*** RECORDS PROVIDED Section Begins ***

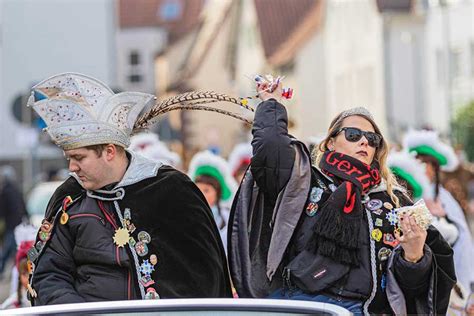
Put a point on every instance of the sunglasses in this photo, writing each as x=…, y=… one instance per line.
x=353, y=134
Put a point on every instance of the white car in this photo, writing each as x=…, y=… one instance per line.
x=38, y=199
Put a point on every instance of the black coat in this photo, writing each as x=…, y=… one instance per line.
x=80, y=262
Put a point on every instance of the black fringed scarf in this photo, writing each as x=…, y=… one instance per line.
x=336, y=233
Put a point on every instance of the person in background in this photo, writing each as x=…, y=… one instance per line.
x=12, y=210
x=329, y=232
x=438, y=156
x=212, y=176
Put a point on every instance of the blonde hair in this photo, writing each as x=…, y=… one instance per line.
x=381, y=153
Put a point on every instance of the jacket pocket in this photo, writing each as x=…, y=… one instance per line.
x=312, y=272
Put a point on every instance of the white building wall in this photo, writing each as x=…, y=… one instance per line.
x=43, y=38
x=147, y=43
x=424, y=51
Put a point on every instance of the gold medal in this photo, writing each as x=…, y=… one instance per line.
x=64, y=218
x=121, y=237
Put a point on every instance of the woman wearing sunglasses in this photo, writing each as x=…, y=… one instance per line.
x=328, y=231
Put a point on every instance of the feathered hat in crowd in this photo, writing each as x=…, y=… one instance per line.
x=141, y=141
x=405, y=166
x=25, y=236
x=240, y=157
x=428, y=143
x=207, y=163
x=81, y=111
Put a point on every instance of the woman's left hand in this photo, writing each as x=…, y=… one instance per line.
x=413, y=239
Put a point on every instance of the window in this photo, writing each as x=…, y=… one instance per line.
x=455, y=64
x=134, y=58
x=135, y=78
x=170, y=10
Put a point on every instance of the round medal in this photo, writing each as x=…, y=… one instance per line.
x=64, y=218
x=151, y=294
x=153, y=259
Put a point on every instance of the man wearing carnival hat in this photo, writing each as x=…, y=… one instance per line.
x=212, y=176
x=122, y=226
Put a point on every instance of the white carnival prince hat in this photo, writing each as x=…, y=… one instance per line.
x=81, y=111
x=428, y=143
x=207, y=163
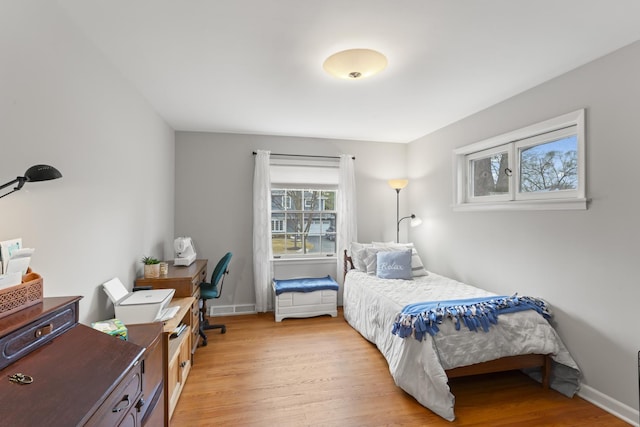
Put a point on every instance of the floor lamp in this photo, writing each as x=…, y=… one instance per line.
x=33, y=174
x=399, y=184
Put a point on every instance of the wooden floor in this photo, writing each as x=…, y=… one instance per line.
x=321, y=372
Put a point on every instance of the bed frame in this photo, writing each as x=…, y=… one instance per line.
x=510, y=363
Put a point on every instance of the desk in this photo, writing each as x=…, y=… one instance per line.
x=177, y=352
x=186, y=281
x=80, y=376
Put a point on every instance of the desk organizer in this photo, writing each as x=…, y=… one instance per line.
x=18, y=297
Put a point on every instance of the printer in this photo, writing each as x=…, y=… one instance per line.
x=142, y=306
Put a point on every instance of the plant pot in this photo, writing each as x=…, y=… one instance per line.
x=151, y=271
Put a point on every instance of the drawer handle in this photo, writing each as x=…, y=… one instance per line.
x=45, y=330
x=120, y=407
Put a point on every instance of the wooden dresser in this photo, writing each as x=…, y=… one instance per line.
x=80, y=376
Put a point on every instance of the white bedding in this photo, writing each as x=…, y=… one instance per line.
x=371, y=305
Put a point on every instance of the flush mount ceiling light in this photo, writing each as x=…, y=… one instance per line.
x=355, y=64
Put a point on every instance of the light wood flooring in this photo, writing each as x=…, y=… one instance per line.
x=321, y=372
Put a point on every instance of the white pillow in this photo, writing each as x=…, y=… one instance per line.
x=355, y=250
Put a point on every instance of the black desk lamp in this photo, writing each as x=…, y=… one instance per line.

*** RECORDS PROVIDED Section Ends ***

Repeat the material above exactly; pictures do not belong in the copy.

Put a point on every instance of the sunglasses in this photo, writing each as x=…, y=… one instance per line.
x=353, y=134
Put a point on every instance of the white car in this photo, writing each as x=…, y=… one instance per line.
x=38, y=199
Put a point on every instance of the black coat in this photo, writing each as x=…, y=… one instance per line.
x=80, y=262
Put a point on every instance of the black fringed scarf in this photo, writing each as x=…, y=… one instance per line.
x=336, y=233
Put a point on every instance of the person in background in this photo, writing each as x=…, y=… one instance per line.
x=12, y=210
x=329, y=232
x=438, y=156
x=212, y=176
Put a point on every instance of the blonde hair in this photo, writing each as x=…, y=… one instance per line.
x=381, y=153
Put a point on every instance of the jacket pocket in this photo, writing each as x=…, y=… one instance per line.
x=312, y=272
Put a point on every instance of the white building wall in this photo, writing each as x=…, y=… one instance per line.
x=43, y=38
x=147, y=43
x=424, y=51
Put a point on every instance of the gold medal in this photo, writing each as x=…, y=… one instance per line.
x=64, y=218
x=121, y=237
Put a point on every instance of the woman wearing sunglasses in this photo, writing each as x=…, y=… one instance per line.
x=328, y=231
Put a point on every instance of the feathered hat in crowd in this photo, writing each as x=…, y=… one instance per line.
x=141, y=141
x=405, y=166
x=25, y=236
x=240, y=157
x=428, y=143
x=207, y=163
x=81, y=111
Put a point on every instance of the woman's left hand in this photo, writing each as x=…, y=… one instance per line.
x=413, y=239
Put a point on every instance of the window in this photo, writing each as x=…, y=… one instance per line.
x=455, y=64
x=134, y=58
x=135, y=78
x=170, y=10
Put a point on every instance of the round medal in this photo, writing each as x=…, y=… one instance per line.
x=64, y=218
x=151, y=294
x=153, y=259
Put a point on every instance of the man wearing carnival hat in this photo, writing each as x=…, y=… one instance per line.
x=212, y=176
x=122, y=226
Put a point on every instance of the white carnival prince hat in this photo, writing each as x=…, y=… one instance per line.
x=81, y=111
x=428, y=143
x=207, y=163
Put a point on every instance of the floor lamp in this photo, writing each as x=…, y=… one instance per line.
x=33, y=174
x=399, y=184
Put a point on every instance of the wooden floor in this photo, writing each as x=…, y=… one instance per line.
x=321, y=372
Put a point on every instance of the bed frame in this photo, writing each as x=…, y=… one instance per line.
x=510, y=363
Put a point on every instance of the desk in this photo, writing each as x=…, y=… one instance per line.
x=177, y=352
x=186, y=281
x=80, y=376
Put a point on every instance of the desk organizer in this photo, writing each as x=…, y=… one instance per line.
x=18, y=297
Put a point on every instance of the printer in this photo, writing each as x=…, y=… one instance per line.
x=142, y=306
Put a point on every instance of the plant pot in this photo, writing each as x=…, y=… one instance per line.
x=151, y=271
Put a point on every instance of the drawer handle in this photo, writing each as x=…, y=… one instance per line.
x=45, y=330
x=120, y=407
Put a point on every instance of the wooden dresser in this photo, writing each as x=…, y=… one instance per line.
x=80, y=376
Put a point on every instance of the white bedding in this photo, writing each as x=…, y=… one instance per line.
x=371, y=305
Put a point on every instance of the flush mount ceiling light in this photo, writing each as x=…, y=… one instance per line.
x=355, y=64
Put a point on every instance of the light wood flooring in this photo, writing each as x=…, y=… one instance per line.
x=321, y=372
Put a point on every instance of the white pillow in this photo, writing each as x=…, y=… one instance per line.
x=355, y=250
Put a point on every instance of the black desk lamp in this photo, writing each as x=…, y=… one instance per line.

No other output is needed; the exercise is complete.